Une tempête a soufflé en septembre dernier en Israël, vent pourtant peu relayé en France : Tempête de Sable a remporté six Ophirs, l’équivalent israélien des Césars, dont ceux du meilleur film et de la meilleure réalisatrice, après avoir gagné le Grand Prix à Sundance dans la section « films étrangers ». Tempête, parce qu’Israël a choisi un film en langue arabe – le dialecte des bédouins du désert du Néguev – pour le représenter aux Oscars cette année. Ce sable n’est pas seulement celui du village où l’intrigue se déroule, c’est aussi celui, plus symbolique, des traditions qui ensablent les protagonistes de ce film.

Un jeu de miroirs étudié

Dès les premières minutes du film, le spectateur est plongé dans un drame intérieur : Jalila voit son mari Suleiman épouser une deuxième femme, Tasnim, et doit ravaler son humiliation afin d’organiser l’accueil de sa nouvelle rivale. Une fois cette pilule avalée, elle découvre que sa fille aînée, Layla, fréquente un autre étudiant de son université, Anuar, condisciple de l’université de Beer-Shev’a. Bien qu’à quelques minutes de la ville, les traditions villageoises interdisent à Layla de fréquenter un étranger à la tribu, sans quoi elle ferait honte à sa famille. Au contraire, Layla doit se soumettre à la décision de son père, qui ne fait – prétexte-t-il – que suivre la coutume, à savoir enjoindre sa fille d’épouser un homme de la tribu, afin qu’elle ne quitte pas le village.

Consignes:
1. Reprenez l'article sur Tempête de Sable de « Une tempête a » jusqu'à « de ce film. » inclus, en substituant « trophées » à « Ophirs ».
2. D'après l'article sur Tempête de Sable, quelle récompense le film a-t-il gagnée à Sundance ?
3. Écrivez la suite de l'article sur Tempête de Sable, à partir de sa dernière phrase.

Données fournies:
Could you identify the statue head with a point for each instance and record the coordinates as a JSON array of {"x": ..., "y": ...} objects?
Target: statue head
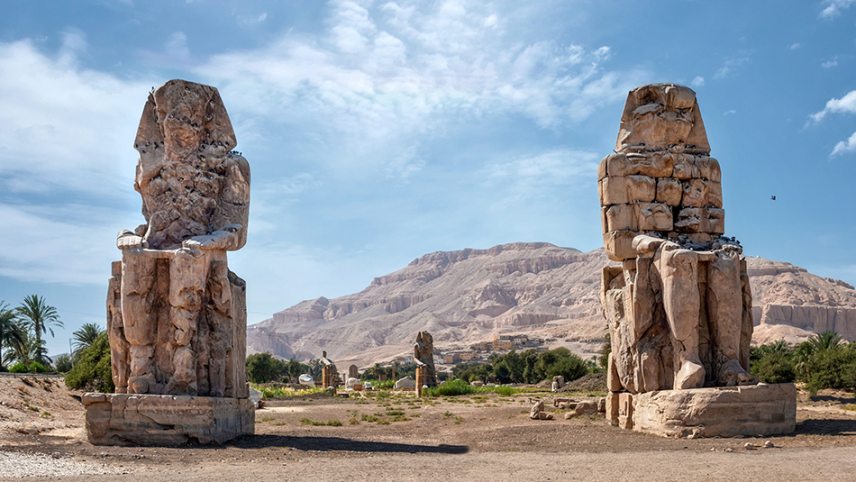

Réponses finales:
1.
Une tempête a soufflé en septembre dernier en Israël, vent pourtant peu relayé en France : Tempête de Sable a remporté six trophées, l’équivalent israélien des Césars, dont ceux du meilleur film et de la meilleure réalisatrice, après avoir gagné le Grand Prix à Sundance dans la section « films étrangers ». Tempête, parce qu’Israël a choisi un film en langue arabe – le dialecte des bédouins du désert du Néguev – pour le représenter aux Oscars cette année. Ce sable n’est pas seulement celui du village où l’intrigue se déroule, c’est aussi celui, plus symbolique, des traditions qui ensablent les protagonistes de ce film.

2. Le Grand Prix dans la section « films étrangers ».

3.
Les parents, conscients du poids qui pèse sur leur jeune fille, s’interrogent sur la conduite à tenir afin de la préserver – tout en restant fidèle à leurs mœurs. Jalila, qui très vite s’affirme comme une femme forte, souffre de partager son époux, et hésite à interdire un amour libre à sa fille ; Suleiman, qui est conscient de ce qu’il impose à sa femme et à sa fille, désire toutefois garder la face aux yeux des hommes du village ; Layla veut vivre sa vie sans pour autant hypothéquer l’unité familiale. A l’écart de ce triangle de tensions, les personnages secondaires ne sauraient se réduire à de simples faire-valoir, et demeurent préservés de ce climat anxiogène : Anuar ne risque pas sa réputation, protégé par sa masculinité ; les petites sœurs de Layla ne sont que légèrement affectées, préservées par leur commune innocence ; Tasnim, empotée comme une mariée en pâte d’amande, sait son ridicule et ce pourquoi on l’a épousée.

Un sac de nœuds familial

Le film trouve sa force dans l’enchaînement des scènes qui, successivement, introduisent des nuances bienvenues. Alors que les premières minutes peignent le drame intérieur de Jalila, qui se voit surclassée par une seconde épouse plus jeune, c’est ensuite que Layla voit son histoire d’amour dévoilée à son insu. Cette succession permet à Layla de voir un avenir qu’elle veut fuir – celui de sa mère – tandis que cette dernière, consciente de sa prison, hésite à en libérer sa fille. En dépit de l’opposition radicale qui rive leurs conceptions de la femme, de l’amour, chacune aura besoin de l’autre pour sortir de sa position solitaire. Le père lui-même n’est pas insensible à l’éclatement de sa famille : le film refuse intelligemment d’en faire un phallocrate sans cœur, pour montrer au contraire la pression tribale qui s’exerce sur lui.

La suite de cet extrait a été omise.